▶ _Exercise instructions_:
Retype the listing that follows, exactly as written.

::::::::

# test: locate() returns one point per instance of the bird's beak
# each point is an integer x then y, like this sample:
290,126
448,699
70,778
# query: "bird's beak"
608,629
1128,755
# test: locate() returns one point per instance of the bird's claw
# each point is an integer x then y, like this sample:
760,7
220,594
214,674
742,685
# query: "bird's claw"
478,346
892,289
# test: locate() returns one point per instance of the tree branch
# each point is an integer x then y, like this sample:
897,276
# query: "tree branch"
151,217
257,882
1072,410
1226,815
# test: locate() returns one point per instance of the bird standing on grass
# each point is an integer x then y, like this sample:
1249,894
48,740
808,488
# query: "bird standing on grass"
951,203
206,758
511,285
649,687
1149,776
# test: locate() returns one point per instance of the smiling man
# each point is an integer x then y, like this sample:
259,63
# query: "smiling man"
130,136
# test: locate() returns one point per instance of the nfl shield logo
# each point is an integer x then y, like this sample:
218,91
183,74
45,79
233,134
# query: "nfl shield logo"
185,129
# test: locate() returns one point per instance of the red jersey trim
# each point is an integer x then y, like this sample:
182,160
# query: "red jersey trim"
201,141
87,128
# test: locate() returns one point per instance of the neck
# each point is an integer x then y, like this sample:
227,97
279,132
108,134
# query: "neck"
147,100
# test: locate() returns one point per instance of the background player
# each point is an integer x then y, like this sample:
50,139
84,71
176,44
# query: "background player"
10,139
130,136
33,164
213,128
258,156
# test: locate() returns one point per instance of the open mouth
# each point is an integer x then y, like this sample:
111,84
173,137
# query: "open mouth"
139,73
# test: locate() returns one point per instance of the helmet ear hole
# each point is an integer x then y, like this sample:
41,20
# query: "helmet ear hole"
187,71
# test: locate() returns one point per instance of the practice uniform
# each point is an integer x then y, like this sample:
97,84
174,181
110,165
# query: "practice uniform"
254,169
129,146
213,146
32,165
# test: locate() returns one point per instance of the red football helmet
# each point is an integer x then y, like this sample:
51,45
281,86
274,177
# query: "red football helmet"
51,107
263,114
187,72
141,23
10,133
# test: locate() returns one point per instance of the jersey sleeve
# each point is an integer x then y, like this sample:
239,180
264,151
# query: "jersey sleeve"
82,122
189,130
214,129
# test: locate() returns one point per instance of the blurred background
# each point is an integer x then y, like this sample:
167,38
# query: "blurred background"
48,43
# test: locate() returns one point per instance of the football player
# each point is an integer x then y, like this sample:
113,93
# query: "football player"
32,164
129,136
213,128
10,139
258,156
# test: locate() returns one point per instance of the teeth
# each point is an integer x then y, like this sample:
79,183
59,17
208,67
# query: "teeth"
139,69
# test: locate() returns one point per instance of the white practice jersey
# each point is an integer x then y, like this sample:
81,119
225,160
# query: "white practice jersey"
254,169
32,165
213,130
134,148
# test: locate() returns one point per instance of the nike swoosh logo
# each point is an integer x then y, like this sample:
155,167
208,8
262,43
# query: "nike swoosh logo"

::::::::

▶ _Solution below_:
# test: locate() returns one point per instance of the bird's beak
# each point is an integer x then y, like this sample:
290,126
448,699
70,778
# query: "bird's beak"
608,629
1128,755
# test: locate() returns one point per instance of the bird's claw
# each point is an integer x then y, like this sample:
760,7
220,594
214,674
742,685
# query: "bird's claw"
478,346
892,289
# test: locate() returns one point per instance of the tree branch
# each point is an integer x then y, like this sample:
897,276
# query: "tree branch"
151,217
257,882
1072,410
1226,815
# test: locate() returns one point per instance of the bird standing on grass
# each point is an integer x then y, like this sample:
1249,894
48,740
808,488
# query: "bird standing on grass"
951,203
206,758
511,285
649,687
1149,776
# test: locate() returns one point per instance of the smiling man
# each point is an integer x then y, like this sample:
259,63
# query: "smiling man"
130,136
# test: locate() returns one point per instance of the nfl shield logo
# each point is an integer x then y, like this sample:
218,91
183,74
45,79
233,134
# query: "nfl shield logo"
185,129
# test: locate() returns one point per instance of the red jersey trim
# each point is an integer x then y, like this sample:
182,160
# query: "red jersey trim"
201,141
87,128
# test: locate() returns one point per instance of the neck
# each point is an integer x then y, like this sample:
227,97
279,132
108,134
# query: "neck"
147,100
# test: locate() returns one point per instance of the background player
# each point is an integer x then y, like this sample:
50,139
84,71
176,44
# query: "background player"
10,139
130,136
33,164
213,128
258,156
# test: locate() returns one point per instance of the open mouth
# each point is an integer x then y, like this sample:
111,84
173,137
# query: "open mouth"
139,73
# test: locate() returns one point per instance of the helmet ear hole
# each point is an integer x then y, like this sample:
41,20
# query: "helmet ear hole"
187,71
# test: locate() returns one point per instance of the practice uniform
# each point is an integer x then y, like this sample:
97,84
174,181
110,165
# query: "practice uniform"
254,169
129,146
213,146
32,165
# test: locate() returns one point per instance of the red football helmet
# each point is an integer x then y, like this sample:
51,45
281,86
274,177
# query: "red football helmet"
51,107
263,114
187,72
141,23
10,133
# test: locate() returns one point per instance of the jersey sleeve
# each point is an integer x then y, like this sample:
239,180
264,151
# query: "jersey sleeve"
82,122
189,130
214,129
# test: locate() returns one point per instance of the blurred background
# each point is an integer x then y, like this sample:
167,38
# query: "blurred background"
48,43
# test: locate() returns one point per instance of the football player
# each point is an integer x then y, like this sample:
113,93
# query: "football player"
32,164
129,136
213,128
10,139
258,156
# test: locate() returns one point per instance of the teeth
# each point is an integer x then y, like this sample:
79,183
59,17
208,67
# query: "teeth"
139,69
# test: locate() returns one point per instance of the white practice jersey
# each point is an integer x then y, like this sample:
81,119
225,160
# query: "white practice jersey"
254,169
32,165
213,130
134,148
# test: locate() returns one point per instance of the nike swoosh logo
# each point is an integer x then y, like this sample:
155,167
208,8
262,43
# query: "nike swoosh logo"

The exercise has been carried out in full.